» Text provided
★ ★ ★ ★ ★ ★ ★
Mount Sinai’s Microbiology Laboratory provides a wide range of services in Bacteriology, Mycology, Mycobacteriology, Parasitology, Serology, Virology, and Molecular Microbiology. A complete list of test codes and specimen collection guidelines can be found in the Mount Sinai Test Directory.
Bacteriology and Mycology
The busiest areas of the laboratory, the Bacteriology and Mycology sections culture specimens such as blood, urine, stool, throat, cerebrospinal fluid, biopsies of tissue, and various wounds.
Our laboratory is staffed with a team of dedicated, licensed professionals who process these specimens, grow them on various agar media, identify the organisms that grow, and perform antibiotic and antifungal susceptibility testing. We use mass spectrometry (MALDI-TOF MS) and biochemical tests to routinely identify bacteria and yeasts, and microscopic morphology to identify filamentous molds. There are hundreds of species of bacteria and fungi that can be isolated from clinical samples: Some are almost always pathogenic, some are pathogenic only to patients with suppressed immune systems, others colonize various areas of the body and do not cause disease, and yet others are considered normal inhabitants of a particular body region.
★ ★ ★ ★ ★ ★ ★
» Excerpted records
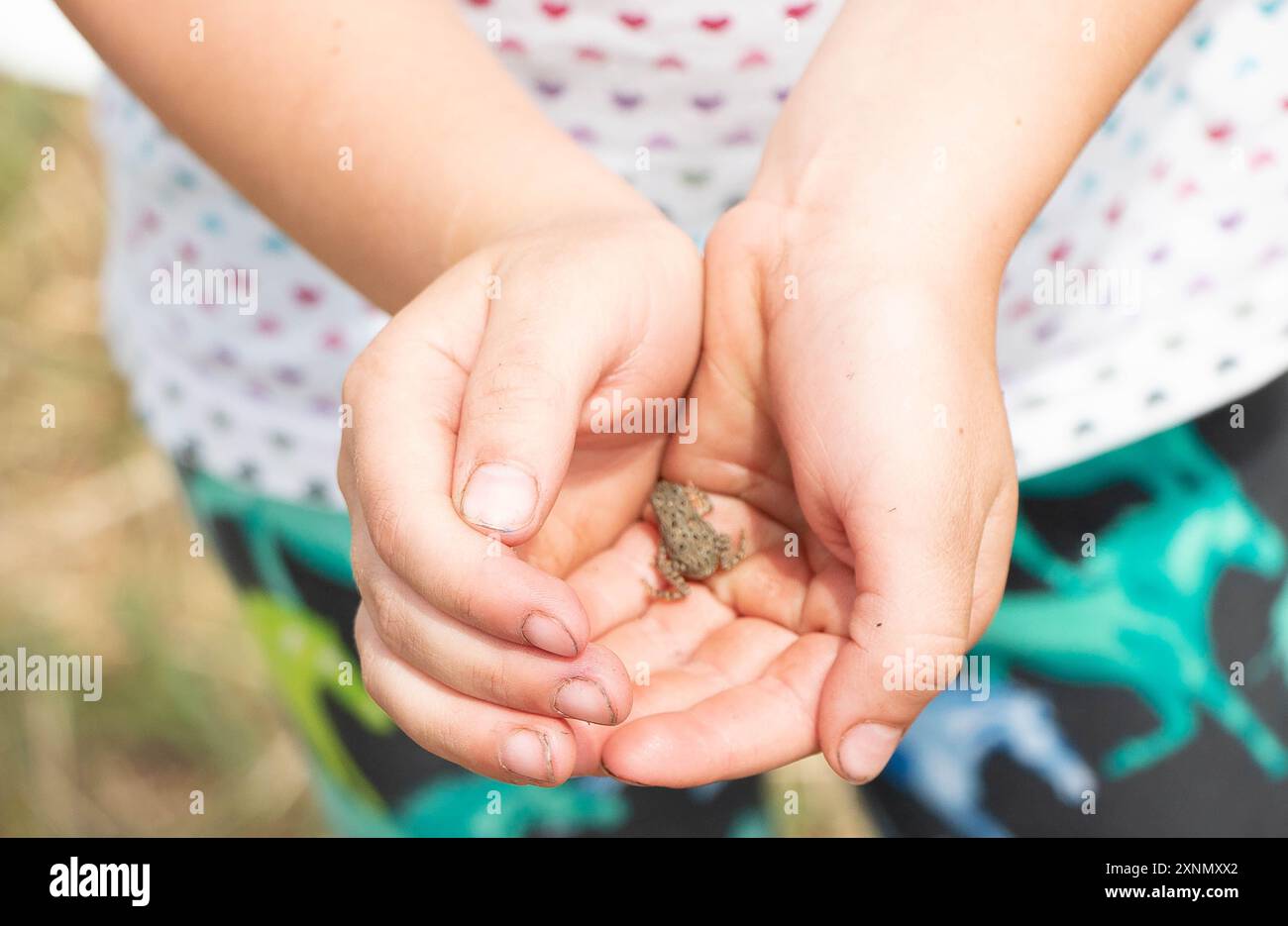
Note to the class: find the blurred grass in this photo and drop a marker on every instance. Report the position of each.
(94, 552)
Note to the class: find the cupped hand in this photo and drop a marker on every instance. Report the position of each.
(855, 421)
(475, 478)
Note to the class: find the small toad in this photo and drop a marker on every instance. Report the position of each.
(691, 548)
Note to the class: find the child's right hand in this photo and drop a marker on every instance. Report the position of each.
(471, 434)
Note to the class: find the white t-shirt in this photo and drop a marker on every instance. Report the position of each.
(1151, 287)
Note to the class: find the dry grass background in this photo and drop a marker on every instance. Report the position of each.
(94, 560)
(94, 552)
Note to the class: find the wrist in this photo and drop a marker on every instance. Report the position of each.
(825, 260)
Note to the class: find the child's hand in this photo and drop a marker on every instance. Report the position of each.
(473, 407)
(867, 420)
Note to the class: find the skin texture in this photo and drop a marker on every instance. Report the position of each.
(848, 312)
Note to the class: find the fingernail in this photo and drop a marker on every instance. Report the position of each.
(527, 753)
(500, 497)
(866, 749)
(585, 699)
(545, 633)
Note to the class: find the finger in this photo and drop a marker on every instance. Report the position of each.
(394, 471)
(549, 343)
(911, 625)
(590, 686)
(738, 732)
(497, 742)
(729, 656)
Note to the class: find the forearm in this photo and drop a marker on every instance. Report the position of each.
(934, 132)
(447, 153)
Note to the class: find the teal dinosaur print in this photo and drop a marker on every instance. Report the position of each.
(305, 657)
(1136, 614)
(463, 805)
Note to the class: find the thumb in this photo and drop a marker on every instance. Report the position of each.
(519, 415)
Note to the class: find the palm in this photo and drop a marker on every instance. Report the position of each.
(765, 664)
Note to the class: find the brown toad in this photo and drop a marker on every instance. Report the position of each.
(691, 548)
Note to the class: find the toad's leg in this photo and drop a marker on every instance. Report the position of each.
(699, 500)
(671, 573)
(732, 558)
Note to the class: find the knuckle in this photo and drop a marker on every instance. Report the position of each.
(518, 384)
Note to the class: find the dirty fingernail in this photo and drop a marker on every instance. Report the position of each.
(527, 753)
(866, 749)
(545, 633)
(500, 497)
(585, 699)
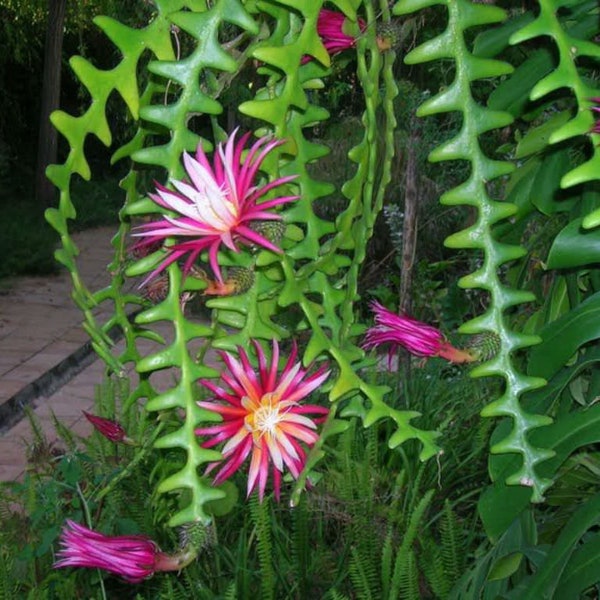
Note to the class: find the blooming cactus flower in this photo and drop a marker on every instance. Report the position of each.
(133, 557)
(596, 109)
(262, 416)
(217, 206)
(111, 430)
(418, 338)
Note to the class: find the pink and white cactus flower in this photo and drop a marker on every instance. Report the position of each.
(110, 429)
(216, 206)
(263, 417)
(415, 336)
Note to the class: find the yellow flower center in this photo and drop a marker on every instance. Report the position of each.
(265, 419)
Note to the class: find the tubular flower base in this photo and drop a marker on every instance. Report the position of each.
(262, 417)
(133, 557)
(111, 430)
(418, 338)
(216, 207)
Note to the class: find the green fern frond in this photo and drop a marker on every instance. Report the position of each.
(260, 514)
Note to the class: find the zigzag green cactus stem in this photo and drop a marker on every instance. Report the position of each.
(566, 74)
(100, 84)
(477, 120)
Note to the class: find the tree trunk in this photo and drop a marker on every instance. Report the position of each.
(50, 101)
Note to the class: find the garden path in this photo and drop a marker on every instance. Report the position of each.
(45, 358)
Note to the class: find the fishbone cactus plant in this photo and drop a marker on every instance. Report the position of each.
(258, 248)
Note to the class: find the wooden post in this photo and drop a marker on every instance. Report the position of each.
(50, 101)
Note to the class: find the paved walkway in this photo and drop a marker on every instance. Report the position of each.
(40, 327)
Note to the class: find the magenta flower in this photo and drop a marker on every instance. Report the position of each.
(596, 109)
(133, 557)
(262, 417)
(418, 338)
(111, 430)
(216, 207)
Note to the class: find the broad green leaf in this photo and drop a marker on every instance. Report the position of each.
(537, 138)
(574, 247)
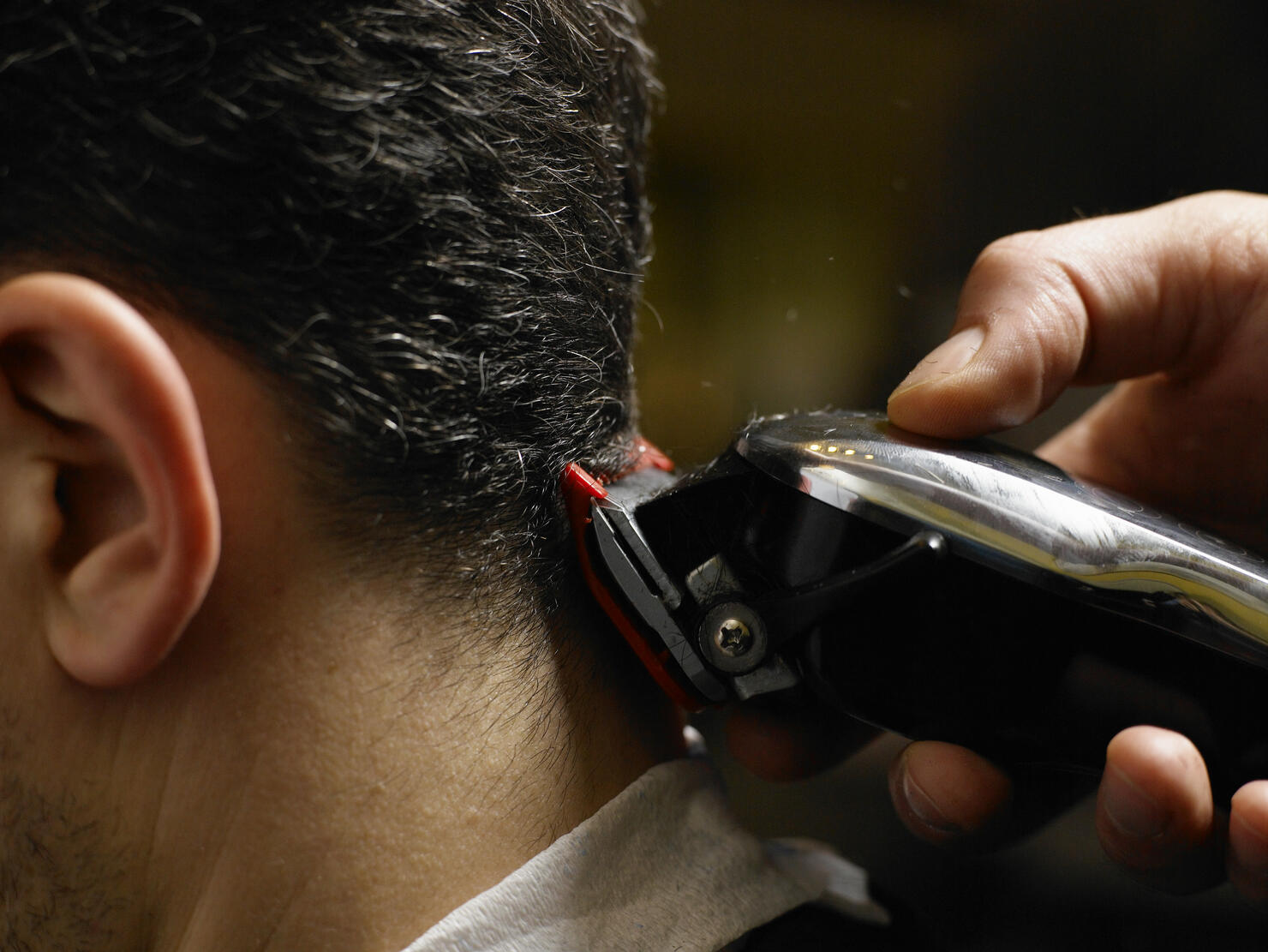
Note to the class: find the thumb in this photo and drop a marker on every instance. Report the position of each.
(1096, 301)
★ ★ ★ ★ ★ ★ ★
» Problem set
1) In the microbiology laboratory text, what does the laboratory use to routinely identify bacteria and yeasts?
2) Reproduce the portion of the microbiology laboratory text starting at "Our laboratory is" and ending at "particular body region.", word for word.

» Solutions below
1) Mass spectrometry (MALDI-TOF MS) and biochemical tests.

2)
Our laboratory is staffed with a team of dedicated, licensed professionals who process these specimens, grow them on various agar media, identify the organisms that grow, and perform antibiotic and antifungal susceptibility testing. We use mass spectrometry (MALDI-TOF MS) and biochemical tests to routinely identify bacteria and yeasts, and microscopic morphology to identify filamentous molds. There are hundreds of species of bacteria and fungi that can be isolated from clinical samples: Some are almost always pathogenic, some are pathogenic only to patients with suppressed immune systems, others colonize various areas of the body and do not cause disease, and yet others are considered normal inhabitants of a particular body region.